> **Excerpted passage**

BEGIN

Answer: Based on your description it sounds like your rose has "black spot." A fungus causes black spot on roses. Some cultural
practices may be helpful in controlling it. These include
planting varieties resistant to it, ensuring your plants are in a location with good air circulation, avoiding wetting the leaves when watering, and cleaning up, removing and destroying any infected leaves. Do this especially well each fall to minimize reinfection from year to year. A clean layer of organic mulch (such as shredded bark or half finished compost or chopped leaves) applied before the plants leaf out again in spring should also help prevent reinfection.
Chlorotic leaves (those with absence of color) indicate you need to feed more often. Fertilizing roses is a popular topic for endless discussion -- and one everyone has an opinion about! In general, roses do prefer a rich diet. The soil pH should be near 6.0 in order for the rose to be able to use the nutrients. Frequency will depend to some extent on what type of roses you are growing (and what type of fertilizer you use). Repeat bloomers such as hybrid teas seem to respond better to frequent light applications, while the older varieties of shrub roses are a bit less demanding and so once a year in early spring may be enough for them. You can use granular, powdered or timed release type fertilizer or, if you have the time and patience, the foliar spray type or even a combination; nitrogen is probably the most important nutrient, along with phosphorus and potassium. Some gardeners will also add Epsom salts, about a half a cup per plant per month, to provide magnesium. However, to really know what nutrients are needed in what quantity (too much is no better than too little) you should run some basic soil tests.

END

> **Data extract**
BEGIN

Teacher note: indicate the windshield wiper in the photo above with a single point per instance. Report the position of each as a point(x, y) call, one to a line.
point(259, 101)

END

> **How to complete this task**
Say whether each statement agrees with the rose care text, answering yes or no and quoting the deciding words: (a) A fungus is the cause of black spot on roses. (b) Older shrub roses do best with frequent light feedings. (c) Roses need a soil pH near 6.0 to use the nutrients. The data isn't needed for anything here.

> **Solution to the problem**
(a) Yes: "A fungus causes black spot on roses."
(b) No: "the older varieties of shrub roses are a bit less demanding and so once a year in early spring may be enough for them"
(c) Yes: "The soil pH should be near 6.0 in order for the rose to be able to use the nutrients."